### STATED TASK
Answer these from the text on school autonomy in India below:
1. In what year did the Supreme Court of India order all schools to meet the RTE norms for girls' toilets?
2. In which place was the school whose headmaster received a grant for a boundary wall he never asked for?
3. In 2012-13, what share of the total SSA budget did schools, school committees and parents control?

### SOURCE DOCUMENT
⟨
5.5.1 State of autonomy 

Manabi Majumdar and Jos E. Mooij in their book ‘Education and Inequality in India: A Classroom View’ outline the decision space for head teachers, based on their discussions with headmasters.






These details suggest that there is limited autonomy for schools in terms of decision making. Majumdar and Mooij report that, “most teachers felt very strongly that teaching methods should not be prescribed, but that teachers should be sovereign in this regard. This clearly is a reaction to the DPEP or SSA programmes promoting activity-based play-way methods. These methods, teachers argue, are very hard to apply in overcrowded classrooms and in situations of multi-grade teaching. Morever, they argued that activity-based methods make it very difficult to complete the syllabus. They are, therefore, only applicable to the lower grades. In the words of a teacher in Kurnool, ‘these methods are nice ideas, but they clearly come out of an AC office.’ When teachers are nevertheless directed to use these methods, they feel their professional expertise is neglected, which in turn often leads to bitterness and resentment.”

The PAISA report by Accountability Initiative also reports similar response in terms of administrative decisions. “All critical teacher-related decision-making, hiring and salary payment for example, lie with the state administration. Funds for infrastructure development are often channeled to schools; however, key decisions related to implementation - sanctions and procurement are taken by the district administration.  While the ASER 2013 12 district takes implementation decisions, priorities on the nature of infrastructure to be created are set by the State government, often in response to pressures placed on it by the Government of India (GOI). For instance, in 2011, the Supreme Court of India issued an order requiring that all schools meet the RTE norms for girls’ toilets by the end of the year. This resulted in a rush of activity in many states to initiate toilet construction. Orders were issued to districts, which in turn directed schools to start construction.

These top-down decisions result in serious distortions during implementation. In 2013, PAISA researchers undertook a workflow analysis to try and understand the consequences of top down decision-making in infrastructure. The following anecdote best illustrates our findings. In a school in Nalanda, Bihar, the Headmaster had received a grant for building a boundary wall in 2012. When asked “When did you make the request for the wall?” here’s what he told our researchers: he never did! The wall was sanctioned at the state level based on DISE data, and finalized at the district level. When asked if he was satisfied with the way the civil works process was conducted, he shrugged his shoulders and said, “The wall is built, this is good. But the main problem here is the lack of clean water as the children get sick. We don’t know who to talk to about this. And honestly, the DISE form doesn’t ask us for this information”.

Interwoven in this top-down system is an intent to involve schools and parents in decision-making through school management committees. However, in practice, schools and therefore school committees and parents have control over very small amounts of money - in 2012-13, this accounted for a mere 2% of the total SSA budget. These monies arrive in schools as school specific grants (which the PAISA survey in ASER tracks) that are tied to specific expenditure items – so if a school wants to spend its school development grant on buying reading material, well the rules won’t allow it. In essence, then, PAISA has taught us that the top-down decision making governance system in education has resulted in a mismatch between school level needs (even of the most basic things like inputs) and actual expenditure”.
The Right to Education Act (2009) mandates the formation of School Management Committees (SMCs) with the intent of involving communities in the administration of local schools. However, the powers of these committees are limited as reported by PAISA study above.
⟩
### DATA SHOWN
⟨
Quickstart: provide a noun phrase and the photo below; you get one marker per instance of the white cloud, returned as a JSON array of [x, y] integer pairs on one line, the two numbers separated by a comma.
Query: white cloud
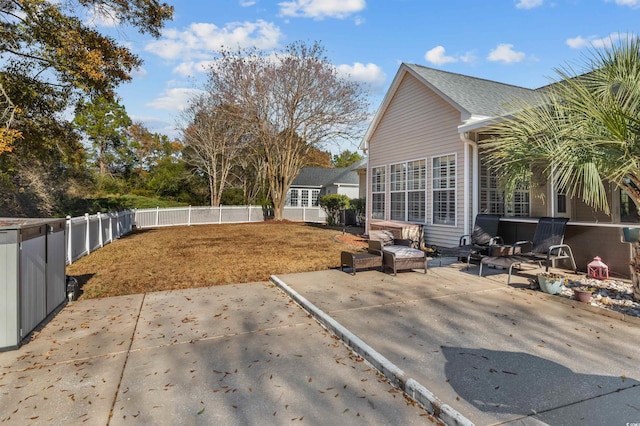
⟩
### SOLUTION BELOW
1. 2011
2. Nalanda, Bihar
3. 2%